> **Instruction**: Each entry below is to be extracted exactly.
Start Material for this task
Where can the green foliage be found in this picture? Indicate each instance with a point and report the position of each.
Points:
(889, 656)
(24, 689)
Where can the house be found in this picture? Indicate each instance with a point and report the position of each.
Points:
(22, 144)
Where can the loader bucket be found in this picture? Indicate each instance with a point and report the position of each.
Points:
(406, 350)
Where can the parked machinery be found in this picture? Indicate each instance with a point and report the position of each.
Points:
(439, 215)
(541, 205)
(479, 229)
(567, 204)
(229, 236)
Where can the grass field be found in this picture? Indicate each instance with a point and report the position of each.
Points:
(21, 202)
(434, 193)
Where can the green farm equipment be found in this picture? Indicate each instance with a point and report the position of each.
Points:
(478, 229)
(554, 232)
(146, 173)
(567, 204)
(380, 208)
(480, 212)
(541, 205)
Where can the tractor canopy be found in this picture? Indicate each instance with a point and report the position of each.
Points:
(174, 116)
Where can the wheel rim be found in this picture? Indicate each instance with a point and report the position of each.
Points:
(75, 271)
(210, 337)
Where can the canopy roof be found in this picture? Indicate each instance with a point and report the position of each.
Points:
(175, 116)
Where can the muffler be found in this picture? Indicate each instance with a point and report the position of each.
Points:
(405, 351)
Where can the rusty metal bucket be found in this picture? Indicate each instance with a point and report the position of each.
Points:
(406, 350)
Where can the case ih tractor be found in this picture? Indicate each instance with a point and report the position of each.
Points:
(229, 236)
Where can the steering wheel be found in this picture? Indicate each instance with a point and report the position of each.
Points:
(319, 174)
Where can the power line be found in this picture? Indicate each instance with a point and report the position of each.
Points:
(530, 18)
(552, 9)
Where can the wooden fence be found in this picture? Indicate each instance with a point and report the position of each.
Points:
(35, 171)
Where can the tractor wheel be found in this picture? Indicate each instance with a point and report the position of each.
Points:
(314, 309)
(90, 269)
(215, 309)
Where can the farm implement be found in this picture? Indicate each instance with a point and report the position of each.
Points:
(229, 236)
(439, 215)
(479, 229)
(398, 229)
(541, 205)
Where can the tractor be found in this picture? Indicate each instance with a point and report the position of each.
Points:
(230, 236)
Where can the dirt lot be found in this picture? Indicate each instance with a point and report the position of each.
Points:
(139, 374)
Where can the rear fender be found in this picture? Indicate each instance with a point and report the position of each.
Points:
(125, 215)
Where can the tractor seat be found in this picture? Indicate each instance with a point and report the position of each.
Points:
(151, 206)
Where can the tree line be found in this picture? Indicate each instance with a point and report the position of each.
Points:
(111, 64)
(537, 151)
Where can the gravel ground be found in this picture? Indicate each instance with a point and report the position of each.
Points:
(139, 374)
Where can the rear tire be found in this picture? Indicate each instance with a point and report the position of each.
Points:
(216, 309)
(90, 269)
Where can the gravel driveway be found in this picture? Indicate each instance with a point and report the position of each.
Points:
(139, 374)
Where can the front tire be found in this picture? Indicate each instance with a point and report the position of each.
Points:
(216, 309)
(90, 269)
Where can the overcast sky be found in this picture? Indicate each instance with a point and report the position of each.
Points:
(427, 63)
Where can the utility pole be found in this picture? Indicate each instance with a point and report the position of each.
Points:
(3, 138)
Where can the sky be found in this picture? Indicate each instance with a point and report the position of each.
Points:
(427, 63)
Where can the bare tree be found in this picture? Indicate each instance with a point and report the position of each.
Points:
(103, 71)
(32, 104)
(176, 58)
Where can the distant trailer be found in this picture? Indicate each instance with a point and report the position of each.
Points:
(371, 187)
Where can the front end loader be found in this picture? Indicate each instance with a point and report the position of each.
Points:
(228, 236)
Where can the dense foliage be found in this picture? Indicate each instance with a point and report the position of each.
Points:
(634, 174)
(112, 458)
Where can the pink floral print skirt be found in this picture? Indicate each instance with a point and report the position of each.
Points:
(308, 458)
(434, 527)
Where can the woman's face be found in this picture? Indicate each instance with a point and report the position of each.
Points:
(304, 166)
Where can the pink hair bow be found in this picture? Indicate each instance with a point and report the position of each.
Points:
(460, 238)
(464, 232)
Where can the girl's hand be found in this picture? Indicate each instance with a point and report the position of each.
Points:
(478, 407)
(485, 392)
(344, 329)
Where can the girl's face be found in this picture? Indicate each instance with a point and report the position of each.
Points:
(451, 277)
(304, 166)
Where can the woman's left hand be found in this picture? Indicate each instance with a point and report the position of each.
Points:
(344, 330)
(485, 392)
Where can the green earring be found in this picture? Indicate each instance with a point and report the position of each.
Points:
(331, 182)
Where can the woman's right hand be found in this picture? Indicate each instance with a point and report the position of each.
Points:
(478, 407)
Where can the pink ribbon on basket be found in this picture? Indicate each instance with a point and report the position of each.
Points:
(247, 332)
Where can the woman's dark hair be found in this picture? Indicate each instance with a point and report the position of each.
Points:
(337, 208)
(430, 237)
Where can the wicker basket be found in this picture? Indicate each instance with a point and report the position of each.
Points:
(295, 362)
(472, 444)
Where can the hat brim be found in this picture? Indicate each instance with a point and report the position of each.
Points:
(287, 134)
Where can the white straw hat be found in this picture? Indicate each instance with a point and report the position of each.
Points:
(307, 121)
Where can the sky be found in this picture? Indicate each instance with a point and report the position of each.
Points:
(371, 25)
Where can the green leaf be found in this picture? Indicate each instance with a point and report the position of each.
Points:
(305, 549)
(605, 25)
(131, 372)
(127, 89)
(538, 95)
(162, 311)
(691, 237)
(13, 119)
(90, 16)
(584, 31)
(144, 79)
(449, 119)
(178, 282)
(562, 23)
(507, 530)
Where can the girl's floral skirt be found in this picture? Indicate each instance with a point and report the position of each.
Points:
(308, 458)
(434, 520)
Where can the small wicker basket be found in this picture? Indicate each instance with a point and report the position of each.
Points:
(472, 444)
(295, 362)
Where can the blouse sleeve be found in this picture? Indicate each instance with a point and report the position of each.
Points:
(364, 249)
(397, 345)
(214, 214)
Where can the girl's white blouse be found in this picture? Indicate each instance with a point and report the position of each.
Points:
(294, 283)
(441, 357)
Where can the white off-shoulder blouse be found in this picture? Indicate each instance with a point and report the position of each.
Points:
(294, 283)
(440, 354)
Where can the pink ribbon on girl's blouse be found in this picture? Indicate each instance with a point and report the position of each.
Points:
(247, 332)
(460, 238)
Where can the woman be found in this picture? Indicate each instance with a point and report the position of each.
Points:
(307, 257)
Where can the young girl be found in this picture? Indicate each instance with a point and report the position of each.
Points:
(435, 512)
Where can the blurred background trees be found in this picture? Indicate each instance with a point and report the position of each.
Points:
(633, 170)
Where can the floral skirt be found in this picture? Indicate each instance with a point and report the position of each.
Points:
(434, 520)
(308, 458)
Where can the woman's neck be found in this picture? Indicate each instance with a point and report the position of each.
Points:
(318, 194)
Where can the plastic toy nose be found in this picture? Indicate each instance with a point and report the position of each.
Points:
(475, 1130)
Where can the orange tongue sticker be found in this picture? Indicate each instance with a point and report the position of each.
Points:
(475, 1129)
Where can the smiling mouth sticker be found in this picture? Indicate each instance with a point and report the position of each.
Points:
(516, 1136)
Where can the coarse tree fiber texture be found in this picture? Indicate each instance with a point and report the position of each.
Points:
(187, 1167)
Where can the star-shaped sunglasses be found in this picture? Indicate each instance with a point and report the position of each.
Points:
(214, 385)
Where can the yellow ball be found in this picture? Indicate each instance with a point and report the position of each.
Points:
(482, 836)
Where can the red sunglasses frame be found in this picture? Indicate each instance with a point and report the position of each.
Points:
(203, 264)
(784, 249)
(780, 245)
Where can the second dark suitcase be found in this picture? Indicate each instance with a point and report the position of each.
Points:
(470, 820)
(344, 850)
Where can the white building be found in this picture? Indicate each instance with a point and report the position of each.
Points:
End Material for this task
> **Task response**:
Where can the green foliage be found in this picture? Indicate each instance with a point and report the position of each.
Points:
(889, 656)
(24, 689)
Where can the house be found in this picture? Indicate each instance with a point and report the position of each.
Points:
(22, 144)
Where can the loader bucket be found in this picture? Indicate each instance with a point and report the position of each.
Points:
(406, 350)
Where can the parked machinery be found in this picture? Indicate each instance with a point and report the position of each.
Points:
(439, 215)
(541, 205)
(479, 229)
(567, 204)
(229, 236)
Where can the grass field be found in this picture? Indicate each instance with a point and report the position of each.
Points:
(21, 202)
(434, 193)
Where can the green farm equipment be found in this picture? Indicate each instance with a point and report the position of each.
Points:
(478, 229)
(554, 232)
(146, 173)
(567, 204)
(380, 208)
(480, 212)
(541, 205)
Where can the tractor canopy be found in this picture? Indicate each instance with a point and report the position of each.
Points:
(174, 116)
Where can the wheel rim be found in this picture? Indicate each instance with a point and report the position of each.
Points:
(75, 271)
(210, 337)
Where can the canopy roof be found in this picture? Indicate each instance with a point and report the position of each.
Points:
(175, 116)
Where can the muffler be found in this picture? Indicate each instance with a point and report the position of each.
Points:
(405, 351)
Where can the rusty metal bucket be found in this picture? Indicate each instance with a point and report the position of each.
Points:
(406, 350)
Where can the case ih tractor be found in this picture? Indicate each instance with a point and report the position of each.
Points:
(229, 236)
Where can the steering wheel be found in this picture? Indicate each instance with a point and report the position of each.
Points:
(319, 174)
Where can the power line be found in this picture? Indicate each instance with a point and report the position of each.
Points:
(530, 18)
(552, 9)
Where can the wooden fence be found in this picture? Indicate each instance with a point and report the position of each.
Points:
(35, 171)
Where can the tractor wheel be found in this picture? Indicate each instance with a point and report the position of each.
Points:
(314, 309)
(90, 269)
(215, 309)
Where can the farm implement be found in this picture? Indicate each instance with a point and report the position of each.
Points:
(229, 236)
(439, 215)
(479, 229)
(398, 229)
(541, 205)
Where can the tractor be found in this picture? Indicate each instance with a point and report the position of each.
Points:
(230, 236)
Where can the dirt lot be found in this picture? Indicate each instance with a point and report the position of each.
Points:
(139, 374)
Where can the rear fender be found in this picture? Indicate each instance with a point and report the position of each.
Points:
(125, 215)
Where can the tractor seat be found in this picture? Indicate each instance with a point and report the position of each.
Points:
(151, 206)
Where can the tree line be found in this picture? Indicate each instance with a point and report the position of each.
Points:
(111, 64)
(537, 151)
Where can the gravel ground be found in this picture? Indicate each instance with a point and report the position of each.
Points:
(139, 374)
Where can the rear tire be found in this picture? Indicate each instance with a point and report the position of each.
Points:
(216, 309)
(90, 269)
Where can the gravel driveway be found in this picture? Indicate each instance with a point and report the position of each.
Points:
(139, 374)
Where can the front tire be found in this picture? Indicate each instance with a point and report the position of each.
Points:
(216, 309)
(90, 269)
Where can the overcast sky be found in this picture? Indicate each instance with a point and report the position of each.
Points:
(427, 63)
Where can the utility pole be found in this picture? Indicate each instance with a point and report the position of each.
Points:
(3, 138)
Where can the sky be found in this picture? Indicate each instance with a point and report the position of each.
Points:
(427, 63)
Where can the bare tree be found in this picture? Indicate each instance with a point and report the position of each.
Points:
(103, 71)
(32, 104)
(176, 58)
Where can the distant trailer be found in this picture? Indicate each instance with a point and report the position of each.
Points:
(371, 187)
Where can the front end loader be found in this picture? Indicate each instance with a point and report the position of each.
Points:
(228, 236)
Where can the dense foliage be found in this picture? Indicate each instance with a point and report the position of each.
Points:
(634, 174)
(112, 458)
Where can the pink floral print skirt be found in this picture? Indicate each instance with a point and report the position of each.
Points:
(308, 458)
(434, 527)
Where can the woman's face be found in this picture? Indicate each instance with a point and report the position of each.
Points:
(304, 166)
Where can the pink hair bow be found in this picture? Indicate each instance with a point and report the position of each.
Points:
(460, 238)
(464, 232)
Where can the girl's hand be found in this picture? Indicate each instance with a point and report the position of each.
Points:
(478, 407)
(485, 392)
(344, 329)
Where can the girl's face be found in this picture? Indicate each instance with a point and report the position of each.
Points:
(451, 277)
(304, 166)
Where can the woman's left hand be found in this picture? Indicate each instance with a point and report the position of each.
Points:
(344, 330)
(485, 392)
Where can the green earring be found in this picture? Indicate each instance with a point and report the position of each.
Points:
(331, 182)
Where can the woman's right hand be found in this picture? Indicate each instance with a point and report the position of each.
Points:
(478, 407)
Where can the pink ribbon on basket be found in this picture? Indicate each instance with a point and report the position of each.
Points:
(247, 332)
Where can the woman's dark hair be found in this picture? Indicate each instance with a point and report the position of each.
Points:
(337, 208)
(430, 237)
Where can the wicker basket be found in this picture? Indicate each instance with a point and report the position of each.
Points:
(295, 362)
(472, 444)
Where can the hat brim be found in this picture? Indicate each instance with a point and report the position of each.
Points:
(287, 134)
Where can the white straw hat be found in this picture? Indicate each instance with a point and report the position of each.
Points:
(307, 121)
Where can the sky be found in this picture? Indicate each instance with a point and report the position of each.
Points:
(371, 25)
Where can the green leaf be found in this picture? Indicate each instance with a point and report the position of each.
Points:
(305, 549)
(605, 25)
(131, 372)
(127, 89)
(538, 95)
(162, 311)
(691, 237)
(13, 119)
(90, 16)
(584, 31)
(144, 79)
(449, 119)
(178, 282)
(562, 23)
(507, 530)
Where can the girl's floral skirt be found in this picture? Indicate each instance with a point and report the position of each.
Points:
(308, 458)
(434, 520)
Where can the small wicker basket be found in this picture? Indicate each instance with a point and report the position of each.
Points:
(472, 444)
(295, 362)
Where can the blouse sleeve be found in this picture? Indicate each instance with a point and report the position of each.
Points:
(364, 249)
(397, 345)
(214, 214)
Where can the girl's white blouse be found in this picture? Indicate each instance with a point and report the position of each.
Points:
(294, 283)
(441, 357)
Where can the white off-shoulder blouse be found in this picture? Indicate each instance with a point and report the position of each.
Points:
(294, 283)
(440, 354)
Where can the pink ribbon on girl's blouse be found in this picture? Indicate each instance with a point and report the position of each.
Points:
(247, 332)
(460, 238)
Where can the woman be found in this picture? Indicate each instance with a point and report the position of each.
Points:
(307, 257)
Where can the young girl be found in this picture? Indicate each instance with a point and report the position of each.
Points:
(435, 512)
Where can the blurred background trees be found in this picture? Indicate each instance with a point and report the position of each.
Points:
(633, 170)
Where can the floral skirt be found in this picture? Indicate each instance with a point and report the position of each.
Points:
(434, 520)
(308, 458)
Where can the woman's neck be found in this picture? Indicate each instance with a point and report the position of each.
Points:
(318, 194)
Where can the plastic toy nose be found in this picture? Indicate each instance with a point and report the position of each.
Points:
(475, 1130)
Where can the orange tongue sticker be found in this picture? Indicate each instance with a point and report the position of each.
Points:
(475, 1129)
Where can the smiling mouth sticker be found in this picture? Indicate each instance with a point and report the position of each.
Points:
(516, 1136)
Where can the coarse tree fiber texture be found in this picture? Indicate each instance with a point and report the position of each.
Points:
(187, 1167)
Where can the star-shaped sunglasses be found in this picture? Indicate each instance with a point and report the position of each.
Points:
(214, 385)
Where can the yellow ball be found in this picture? Indicate each instance with a point and report the position of each.
Points:
(482, 836)
Where can the red sunglasses frame be found in this picture? Indicate each instance with a point and report the position of each.
Points:
(203, 264)
(784, 249)
(780, 245)
Where can the second dark suitcase be found in this picture? Indicate each instance with a point and report the position of each.
Points:
(470, 820)
(344, 850)
Where can the white building be found in this picture? Indicate each instance with a point and report the position of each.
Points:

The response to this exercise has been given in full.